> **BRANO DI PARTENZA**
######

Le imprese non trovano un milione di lavoratori
Le imprese non riescono a trovare un milione di addetti, nonostante in Italia ci siano due milioni di disoccupati.
I paradossi nel nostro mercato del lavoro sono evidenti e uno di questi viene appunto evidenziato dalla CGIA: se i disoccupati in Italia sono poco meno di due milioni, di cui 800 mila circa in età compresa tra i 15 e i 34 anni, secondo il nostro ministro del Lavoro, invece, sarebbero un milione i candidati che le imprese non riescono a trovare.
Non è una novità; nel nostro Paese da sempre la domanda e l’offerta faticano a incrociarsi.
Non solo. Chi è alla ricerca di un lavoro spesso presenta un deficit educativo ed esperienziale notevole rispetto alle abilità professionali richieste dalle imprese.
Detto questo, rimane il fatto che ci sono molte persone, soprattutto giovani, senza una occupazione, mentre tante aziende, anche nel Mezzogiorno, sono costrette a rinunciare a una quota importante degli ordinativi, poiché non hanno le risorse umane sufficienti per far fronte alle nuove commesse.

######

> **Dati di localizzazione dei punti**
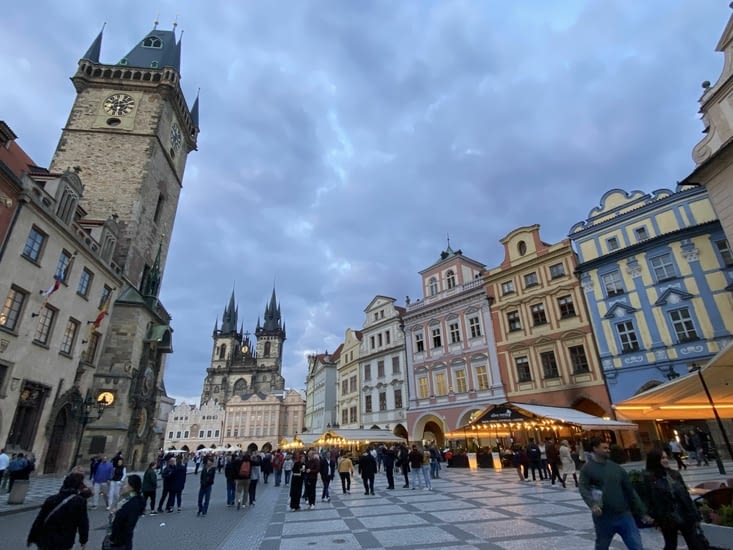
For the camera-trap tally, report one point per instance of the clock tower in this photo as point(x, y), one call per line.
point(129, 134)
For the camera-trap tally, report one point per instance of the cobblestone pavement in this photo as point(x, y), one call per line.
point(467, 509)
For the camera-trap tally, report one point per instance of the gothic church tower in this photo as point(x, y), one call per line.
point(129, 134)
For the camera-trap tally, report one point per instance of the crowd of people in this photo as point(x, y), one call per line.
point(617, 506)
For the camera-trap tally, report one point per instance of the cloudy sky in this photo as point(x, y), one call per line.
point(341, 141)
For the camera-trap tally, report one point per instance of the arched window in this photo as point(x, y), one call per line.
point(433, 286)
point(152, 42)
point(450, 278)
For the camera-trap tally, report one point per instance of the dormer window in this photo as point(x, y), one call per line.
point(153, 42)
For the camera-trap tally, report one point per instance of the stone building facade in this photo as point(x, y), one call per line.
point(544, 338)
point(452, 366)
point(128, 136)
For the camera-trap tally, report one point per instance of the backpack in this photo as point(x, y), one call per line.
point(533, 452)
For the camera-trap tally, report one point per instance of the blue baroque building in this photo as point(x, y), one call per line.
point(657, 274)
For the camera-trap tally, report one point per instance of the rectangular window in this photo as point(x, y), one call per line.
point(557, 270)
point(578, 359)
point(455, 333)
point(725, 253)
point(549, 365)
point(106, 291)
point(44, 323)
point(12, 308)
point(34, 244)
point(683, 326)
point(567, 307)
point(436, 338)
point(627, 336)
point(474, 326)
point(85, 282)
point(92, 345)
point(460, 378)
point(663, 267)
point(69, 339)
point(612, 283)
point(441, 385)
point(523, 372)
point(482, 377)
point(63, 266)
point(513, 321)
point(538, 314)
point(419, 342)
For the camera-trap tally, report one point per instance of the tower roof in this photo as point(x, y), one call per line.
point(157, 49)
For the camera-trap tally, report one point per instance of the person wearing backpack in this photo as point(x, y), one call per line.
point(534, 455)
point(61, 517)
point(244, 472)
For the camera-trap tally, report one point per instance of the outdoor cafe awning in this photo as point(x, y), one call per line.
point(684, 398)
point(516, 416)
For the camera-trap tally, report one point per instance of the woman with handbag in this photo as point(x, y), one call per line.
point(61, 517)
point(668, 501)
point(131, 507)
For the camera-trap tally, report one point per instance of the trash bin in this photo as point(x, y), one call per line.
point(20, 490)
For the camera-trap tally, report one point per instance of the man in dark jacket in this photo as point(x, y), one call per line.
point(61, 517)
point(367, 469)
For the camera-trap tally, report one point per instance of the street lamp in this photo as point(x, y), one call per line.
point(87, 411)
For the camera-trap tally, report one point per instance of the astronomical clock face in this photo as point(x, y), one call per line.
point(176, 137)
point(119, 104)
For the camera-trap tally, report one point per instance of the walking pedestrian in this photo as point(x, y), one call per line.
point(296, 484)
point(119, 473)
point(207, 482)
point(606, 489)
point(288, 467)
point(100, 482)
point(131, 507)
point(346, 470)
point(150, 487)
point(61, 517)
point(669, 503)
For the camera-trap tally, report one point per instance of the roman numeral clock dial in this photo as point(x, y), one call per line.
point(119, 104)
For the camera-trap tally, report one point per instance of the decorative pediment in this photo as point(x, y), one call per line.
point(672, 296)
point(619, 309)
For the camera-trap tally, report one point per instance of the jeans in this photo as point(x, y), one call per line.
point(624, 524)
point(426, 475)
point(231, 491)
point(204, 496)
point(416, 475)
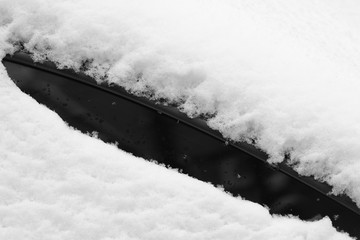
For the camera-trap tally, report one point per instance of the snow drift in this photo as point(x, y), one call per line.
point(282, 74)
point(57, 183)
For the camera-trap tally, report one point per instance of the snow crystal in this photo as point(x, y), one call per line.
point(281, 73)
point(57, 183)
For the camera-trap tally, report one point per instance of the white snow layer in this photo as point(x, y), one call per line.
point(283, 73)
point(57, 183)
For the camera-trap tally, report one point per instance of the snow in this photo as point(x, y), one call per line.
point(283, 73)
point(57, 183)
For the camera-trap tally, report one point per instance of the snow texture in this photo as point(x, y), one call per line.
point(281, 73)
point(57, 183)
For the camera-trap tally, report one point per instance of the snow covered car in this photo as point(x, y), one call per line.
point(152, 130)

######

> **CONSEGNA A**
Rispondi a queste domande sul testo sulla carenza di lavoratori.
(i) Quanti sono i disoccupati in Italia secondo la CGIA?
(ii) In quale fascia d'età rientrano i circa 800 mila disoccupati citati?
(iii) A che cosa sono costrette a rinunciare tante aziende?
> **CONSEGNA B**
Nel testo sulla carenza di lavoratori, riscrivi il passo cominciando da "Non è una novità;" e terminando con "richieste dalle imprese.", sostituendo "Paese" con "territorio".
> **CONSEGNA C**
Riprendi il testo sulla carenza di lavoratori e proseguilo a partire dall'ultima frase.

> **RISULTATO A**
(i) Poco meno di due milioni.
(ii) Tra i 15 e i 34 anni.
(iii) A una quota importante degli ordinativi.

> **RISULTATO B**
Non è una novità; nel nostro territorio da sempre la domanda e l’offerta faticano a incrociarsi.
Non solo. Chi è alla ricerca di un lavoro spesso presenta un deficit educativo ed esperienziale notevole rispetto alle abilità professionali richieste dalle imprese.

> **RISULTATO C**
Dai dati di Unioncamere-Anpal, emerge un elenco delle prime 50 figure professionali di difficile reperimento.
Introvabili sono i saldatori ad arco elettrico, i medici di medicina generale, elettronici/telecomunicazioni, gli ingegneri gli intonacatori (compresi gli stuccatori, i decoratori e i cartongessisti) e i dirigenti d’azienda (di istituti scolastici privati e di strutture sanitarie private).
Di questo primo blocco, in 8 casi su 10 la ricerca degli imprenditori (privati e pubblici) è vana.
Altrettanto difficili da trovare sono i meccanici collaudatori, gli infermieri/ostetriche, i tecnici elettronici (installatore e manutentore hardware), i tappezzieri e i materassai, gli operai addetti a macchinari per la filatura e bobinatura, i saldatori e i tagliatori a fiamma, gli ingegneri elettronici, gli elettrotecnici e gli operai addetti ai telai meccanici per la tessitura e maglieria: in 7 casi su 10 le richieste imprenditoriali rimangono scoperte.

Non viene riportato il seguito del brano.